» Region pointing data:
※ ※ ※

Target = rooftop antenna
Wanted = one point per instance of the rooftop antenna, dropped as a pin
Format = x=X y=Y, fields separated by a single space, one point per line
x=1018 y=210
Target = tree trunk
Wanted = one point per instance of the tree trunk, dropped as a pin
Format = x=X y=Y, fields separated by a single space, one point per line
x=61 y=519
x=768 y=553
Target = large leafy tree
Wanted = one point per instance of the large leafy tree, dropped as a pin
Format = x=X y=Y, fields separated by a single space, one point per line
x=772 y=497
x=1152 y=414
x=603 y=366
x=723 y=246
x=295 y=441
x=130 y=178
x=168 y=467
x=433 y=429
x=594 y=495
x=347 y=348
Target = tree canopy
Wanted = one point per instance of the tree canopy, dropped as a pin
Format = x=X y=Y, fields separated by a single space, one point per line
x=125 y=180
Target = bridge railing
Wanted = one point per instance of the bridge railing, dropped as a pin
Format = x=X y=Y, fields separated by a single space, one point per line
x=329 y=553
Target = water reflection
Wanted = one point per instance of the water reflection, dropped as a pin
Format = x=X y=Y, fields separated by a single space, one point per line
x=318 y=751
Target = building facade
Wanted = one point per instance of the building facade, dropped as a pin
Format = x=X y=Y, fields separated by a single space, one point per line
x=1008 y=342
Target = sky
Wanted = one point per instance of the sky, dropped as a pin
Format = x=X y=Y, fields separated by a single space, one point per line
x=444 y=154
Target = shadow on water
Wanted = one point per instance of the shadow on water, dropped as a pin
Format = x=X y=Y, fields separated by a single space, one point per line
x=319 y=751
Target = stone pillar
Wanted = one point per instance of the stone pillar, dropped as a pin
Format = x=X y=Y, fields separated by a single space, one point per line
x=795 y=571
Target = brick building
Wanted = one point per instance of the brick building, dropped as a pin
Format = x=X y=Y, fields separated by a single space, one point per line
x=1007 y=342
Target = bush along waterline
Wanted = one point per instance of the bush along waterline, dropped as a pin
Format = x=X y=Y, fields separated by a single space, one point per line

※ ※ ※

» TASK GOAL:
Go through the records and copy each one exactly.

» EXERCISE ANSWER:
Target = rooftop antenna
Wanted = one point per instance of the rooftop antenna, dropped as a pin
Format = x=X y=Y, fields separated by a single space, one point per line
x=1018 y=210
Target = tree trunk
Wanted = one point per instance of the tree trunk, dropped as a pin
Format = x=X y=Y, fields separated by a single space, one point per line
x=61 y=519
x=768 y=553
Target = large leafy tree
Wanted = one point per instance of the large leafy tree, dropped as a pin
Format = x=X y=Y, fields separated by a single space, one point per line
x=772 y=497
x=1152 y=414
x=603 y=366
x=723 y=246
x=295 y=441
x=130 y=178
x=168 y=467
x=433 y=429
x=594 y=495
x=347 y=348
Target = tree canopy
Wanted = one point per instance of the tree canopy, dropped as a pin
Format = x=X y=Y, fields separated by a single space, one point per line
x=125 y=180
Target = bridge railing
Wanted = one point per instance of the bridge railing, dropped as a pin
Format = x=X y=Y, fields separated by a single space, one point per line
x=329 y=553
Target = water reflection
Wanted = one point per instance of the water reflection, dropped as a pin
Format = x=X y=Y, fields separated by a single space, one point per line
x=318 y=751
Target = building facade
Wanted = one point per instance of the building facade, dropped as a pin
Format = x=X y=Y, fields separated by a single space, one point per line
x=1008 y=342
Target = sky
Wanted = one point per instance of the sky, dropped as a pin
Format = x=X y=Y, fields separated by a single space, one point per line
x=444 y=154
Target = shadow on water
Wanted = one point per instance of the shadow on water, dropped as a pin
Format = x=X y=Y, fields separated by a single space, one point per line
x=319 y=751
Target = stone pillar
Wanted = one point per instance of the stone pillar, dropped as a pin
Format = x=X y=Y, fields separated by a single space, one point per line
x=795 y=571
Target = brick building
Wanted = one point per instance of the brick building, dropped as a pin
Format = x=X y=Y, fields separated by a single space, one point per line
x=1007 y=342
Target = bush along waterline
Wanted = one point per instance of the bush along waterline, dropped as a pin
Format = x=X y=Y, fields separated by a single space, one point per line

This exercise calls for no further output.